:: Dataset ::

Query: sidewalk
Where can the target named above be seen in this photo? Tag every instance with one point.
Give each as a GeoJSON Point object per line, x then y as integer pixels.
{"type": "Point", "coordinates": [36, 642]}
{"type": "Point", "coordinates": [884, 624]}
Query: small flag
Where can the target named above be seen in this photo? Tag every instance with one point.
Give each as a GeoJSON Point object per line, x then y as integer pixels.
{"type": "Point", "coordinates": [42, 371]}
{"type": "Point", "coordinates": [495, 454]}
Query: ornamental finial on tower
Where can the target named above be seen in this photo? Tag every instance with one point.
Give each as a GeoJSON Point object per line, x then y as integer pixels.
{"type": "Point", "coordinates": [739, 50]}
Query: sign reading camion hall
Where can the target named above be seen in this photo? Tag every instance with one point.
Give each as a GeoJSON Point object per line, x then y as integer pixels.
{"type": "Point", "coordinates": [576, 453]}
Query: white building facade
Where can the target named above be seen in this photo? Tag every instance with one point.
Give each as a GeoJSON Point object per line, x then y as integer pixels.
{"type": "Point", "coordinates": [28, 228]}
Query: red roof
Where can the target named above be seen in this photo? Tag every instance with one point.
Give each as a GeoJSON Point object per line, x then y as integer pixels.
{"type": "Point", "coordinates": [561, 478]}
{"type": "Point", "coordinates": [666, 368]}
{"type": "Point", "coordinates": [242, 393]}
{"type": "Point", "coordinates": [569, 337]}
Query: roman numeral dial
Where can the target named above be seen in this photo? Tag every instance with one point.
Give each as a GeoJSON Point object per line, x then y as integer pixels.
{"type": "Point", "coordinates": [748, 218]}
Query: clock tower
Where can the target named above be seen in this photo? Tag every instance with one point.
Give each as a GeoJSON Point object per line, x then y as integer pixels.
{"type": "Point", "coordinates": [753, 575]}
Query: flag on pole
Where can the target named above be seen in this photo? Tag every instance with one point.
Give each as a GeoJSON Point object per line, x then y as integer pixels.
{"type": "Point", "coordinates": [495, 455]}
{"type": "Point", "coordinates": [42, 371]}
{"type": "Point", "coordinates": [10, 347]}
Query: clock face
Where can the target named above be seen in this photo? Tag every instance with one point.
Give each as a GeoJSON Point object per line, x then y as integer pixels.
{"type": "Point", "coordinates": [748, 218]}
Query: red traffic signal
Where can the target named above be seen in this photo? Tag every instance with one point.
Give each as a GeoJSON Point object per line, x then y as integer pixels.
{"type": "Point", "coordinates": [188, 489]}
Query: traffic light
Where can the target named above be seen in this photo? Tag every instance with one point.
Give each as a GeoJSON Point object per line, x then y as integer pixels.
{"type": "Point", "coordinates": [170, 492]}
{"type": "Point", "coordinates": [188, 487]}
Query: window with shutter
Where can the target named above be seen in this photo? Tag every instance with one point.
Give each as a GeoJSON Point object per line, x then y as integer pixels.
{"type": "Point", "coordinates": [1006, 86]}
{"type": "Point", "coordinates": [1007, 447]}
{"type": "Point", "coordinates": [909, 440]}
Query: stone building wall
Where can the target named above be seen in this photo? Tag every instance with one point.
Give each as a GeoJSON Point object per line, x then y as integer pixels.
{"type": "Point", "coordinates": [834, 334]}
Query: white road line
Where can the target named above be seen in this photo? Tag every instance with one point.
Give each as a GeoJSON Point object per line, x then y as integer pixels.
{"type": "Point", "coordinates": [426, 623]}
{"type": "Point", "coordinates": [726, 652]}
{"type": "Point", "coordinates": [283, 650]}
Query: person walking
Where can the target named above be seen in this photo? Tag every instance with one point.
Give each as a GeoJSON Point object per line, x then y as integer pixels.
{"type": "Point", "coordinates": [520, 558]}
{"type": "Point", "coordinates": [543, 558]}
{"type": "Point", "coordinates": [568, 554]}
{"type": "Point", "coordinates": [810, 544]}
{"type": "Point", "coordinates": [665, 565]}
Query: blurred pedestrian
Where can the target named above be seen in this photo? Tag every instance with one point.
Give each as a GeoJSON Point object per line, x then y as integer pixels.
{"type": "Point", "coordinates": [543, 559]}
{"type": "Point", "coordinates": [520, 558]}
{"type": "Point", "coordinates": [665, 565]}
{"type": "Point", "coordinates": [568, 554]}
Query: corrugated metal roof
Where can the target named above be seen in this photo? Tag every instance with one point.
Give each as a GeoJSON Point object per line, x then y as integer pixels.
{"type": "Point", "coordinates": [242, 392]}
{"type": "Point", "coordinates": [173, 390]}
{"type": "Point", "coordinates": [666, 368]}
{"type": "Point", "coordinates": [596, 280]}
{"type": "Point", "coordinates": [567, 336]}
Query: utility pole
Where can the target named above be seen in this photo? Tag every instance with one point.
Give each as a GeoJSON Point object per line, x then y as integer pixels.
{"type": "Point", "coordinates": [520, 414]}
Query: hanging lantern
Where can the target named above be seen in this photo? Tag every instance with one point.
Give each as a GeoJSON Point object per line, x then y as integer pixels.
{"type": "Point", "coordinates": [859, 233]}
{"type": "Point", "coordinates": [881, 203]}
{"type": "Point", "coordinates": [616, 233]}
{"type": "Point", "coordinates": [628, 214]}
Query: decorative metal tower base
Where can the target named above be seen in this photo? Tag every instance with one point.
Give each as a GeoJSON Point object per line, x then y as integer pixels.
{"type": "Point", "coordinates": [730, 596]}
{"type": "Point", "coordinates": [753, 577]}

:::

Work instructions – Your answer must be a copy of every line in the data above that holds the string "traffic".

Exercise answer –
Query: red traffic signal
Query: traffic light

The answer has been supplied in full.